**Vorliegender Text**:
APPLETREE GARDEN FESTIVAL 2022 – ein rauschendes Fest

Foto-© Stephan Strache

Willkommen zu Hause! Nach drei Jahren des Wartens war es am am ersten Augustwochenende dieses Jahres dann endlich so weit: der 20. Geburtstag vom Appletree Garden Festival konnte gefeiert werden. Veranstalter, Besucher und Künstler sorgten für eine unvergessliche, wunderschöne Geburtstagsfeier und liessen sich nicht mehrmals bitten. Natürlich war nicht alles Gold, was glänzte. Trotzdem war es ein rauschendes Fest. Es lässt uns immer noch über beide Ohren strahlen. All die schönen Eindrucke und musikalischen (Neu)Entdeckungen wirken nach. Aber damit nicht genug: beim Vertieften, etwas genaueren Blick konnten wir für uns noch etwas, abseits der Musik und des Feierns mitnehmen:

Wie wahrscheinlich jede größere Veranstaltung dieser Tage hatte auch das Appletree Garden dieses Jahr mit Auswirkungen der Pandemie zu kämpfen. KünstlerInnen fielen kurzfristig aus. Infrastruktur konnte nicht wie geplant genutzt und/oder zur Verfügung gestellt werden. Doch anstatt in blanken Aktivismus zu verfallen wurde der Zeitplan entzerrt und zwei (noch) lokale, aber wunderbar ins Setting passende Künstler (orbit & WEZN) gewonnen. Alles andere machte das Festival so wett: so viel Liebe, so viel Charme und so ein guter Musikgeschmack trösten locker über lange Schlangen für kalte Duschen hinweg. Und wer sich nach mehr Hygiene sehnte, konnte immer noch per Bimmelbahn einen Abstecher ins Freibad machen. Mit dieser Gelassenheit blöden Situationen zu trotzen, können und wollen wir uns auf jeden Fall mitnehmen. Genau wie diese Grundentspanntheit, die in Diepholz allen Anwesenden ein Dauerstrahlen ins Gesicht zauberte. Danke dafür!

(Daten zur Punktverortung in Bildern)
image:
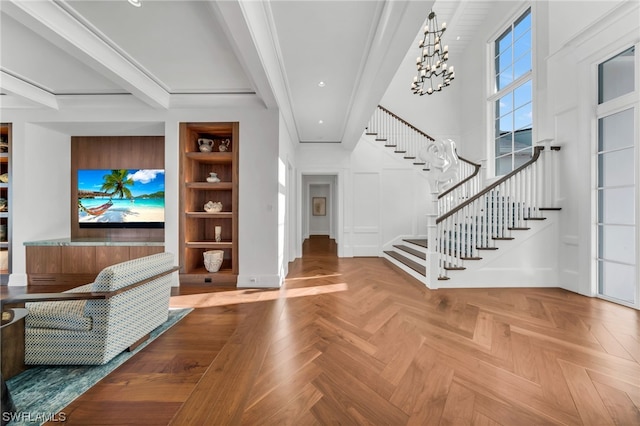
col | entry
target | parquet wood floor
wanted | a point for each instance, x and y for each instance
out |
(358, 342)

**Material erschließen**:
a. Geben Sie an, ob die folgenden Aussagen mit dem Festivalbericht übereinstimmen. Antworten Sie jeweils mit Ja oder Nein und zitieren Sie die entscheidenden Worte wörtlich. (i) Das Festival feierte seinen 20. Geburtstag. (ii) Das Festival fand am letzten Augustwochenende statt. (iii) Besucher konnten mit einer Bimmelbahn ins Freibad fahren.
b. Führen Sie den Festivalbericht im Anschluss an seinen letzten Satz fort.

**Lösungen der Aufgaben**:
a.
(i) Ja: „der 20. Geburtstag vom Appletree Garden Festival konnte gefeiert werden“
(ii) Nein: „am ersten Augustwochenende dieses Jahres“
(iii) Ja: „konnte immer noch per Bimmelbahn einen Abstecher ins Freibad machen“

b.
Es war wie ein Heimkommen und wunderbar empfangen werden. Doch damit nicht genug. Trotz Abo aufs ausverkaufte Festival (und das in diesen Tagen der rückläufigen Kartenverkäufe von Konzerten und Festivals), trotz jahrelangem (organischem) Wachstum, werden hier die (natürlichen) Wachstumsgrenzen der Idylle anerkannt. So haben alle ein entspanntes Festivalerlebnis. Es bleibt Platz zum Innehalten. Platz zum Verschnaufen. Und zumindest die beiden größeren Bühnen bieten durchgehend genügend Platz für alle.

Gefühlt gehört das Appletree Garden Festival seit Jahren zu denjenigen deutschen Festivals mit dem perfekten Mix aus etablierten Indie-Größen und dem Gespür für spannende, neue Musik. Ein wenig Eurosonic, verfrachtet in die Idylle des Diepholzer Bürgerparks. Besser gehts nicht. Ohne viel vorwegzunehmen, hielt das diesjährige Line Up auch dieses Versprechen, hier bereits die Bands zu sehen, über die nächstes Jahr jeder spricht.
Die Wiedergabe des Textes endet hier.